Lo que se pide
Resume el texto proporcionado en exactamente dos oraciones.

Tres problemas de amor y
una conclusión desesperada
Juan Carlos Orrego. Ilustración: Puño
Vamos andando juntos
por calles y por islas
Pablo Neruda, Odas elementales
Nancy y yo, para celebrar un aniversario redondo, hicimos un viaje a Chile sin nuestros hijos adolescentes. Poco antes de partir, mi esposa discurrió la coartada de llevar a casa un cachorro de dos meses; porque nuestras madres, aunque habían criticado lo que veían como una fuga irresponsable de la que debía tener parte el ICBF, eran, antes que nada, cinofóbicas hasta la médula, y por eso coincidieron en que nadie mejor que Laura y Juan Manuel —las víctimas del abandono— podía encargarse del animal durante los nueve días que íbamos a permanecer en tierra mapuche.

Líneas incluidas
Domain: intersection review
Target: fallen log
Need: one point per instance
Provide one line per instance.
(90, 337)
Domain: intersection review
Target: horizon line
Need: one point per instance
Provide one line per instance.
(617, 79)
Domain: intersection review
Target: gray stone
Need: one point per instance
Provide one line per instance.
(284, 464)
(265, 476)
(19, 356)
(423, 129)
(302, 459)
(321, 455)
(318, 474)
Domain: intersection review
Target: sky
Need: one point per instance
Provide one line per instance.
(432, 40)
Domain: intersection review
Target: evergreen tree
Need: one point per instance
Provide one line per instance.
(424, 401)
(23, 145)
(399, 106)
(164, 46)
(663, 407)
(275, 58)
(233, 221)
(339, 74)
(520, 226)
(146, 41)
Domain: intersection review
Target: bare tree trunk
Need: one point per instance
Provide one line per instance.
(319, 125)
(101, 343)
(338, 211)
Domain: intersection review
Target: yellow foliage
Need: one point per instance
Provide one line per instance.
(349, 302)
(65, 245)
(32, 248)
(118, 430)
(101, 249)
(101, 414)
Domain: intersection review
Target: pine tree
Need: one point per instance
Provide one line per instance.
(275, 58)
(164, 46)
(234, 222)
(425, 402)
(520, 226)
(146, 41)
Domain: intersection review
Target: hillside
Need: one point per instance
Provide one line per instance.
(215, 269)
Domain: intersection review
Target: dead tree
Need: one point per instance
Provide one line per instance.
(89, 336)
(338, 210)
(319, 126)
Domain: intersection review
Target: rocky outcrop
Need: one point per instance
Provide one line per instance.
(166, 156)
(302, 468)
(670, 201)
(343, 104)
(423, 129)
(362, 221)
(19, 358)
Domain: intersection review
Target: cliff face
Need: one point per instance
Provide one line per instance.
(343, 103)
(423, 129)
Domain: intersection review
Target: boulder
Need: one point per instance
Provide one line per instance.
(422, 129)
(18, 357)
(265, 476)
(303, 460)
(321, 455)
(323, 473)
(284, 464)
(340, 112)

Respuesta del ejercicio
Para celebrar un aniversario redondo, quien narra y su esposa, Nancy, hicieron un viaje a Chile sin sus hijos adolescentes. Poco antes de partir, Nancy ideó llevar a casa un cachorro de dos meses, y como las madres de ambos, que habían criticado el viaje como una fuga irresponsable, eran cinofóbicas, coincidieron en que Laura y Juan Manuel eran los más indicados para encargarse del animal durante los nueve días de ausencia.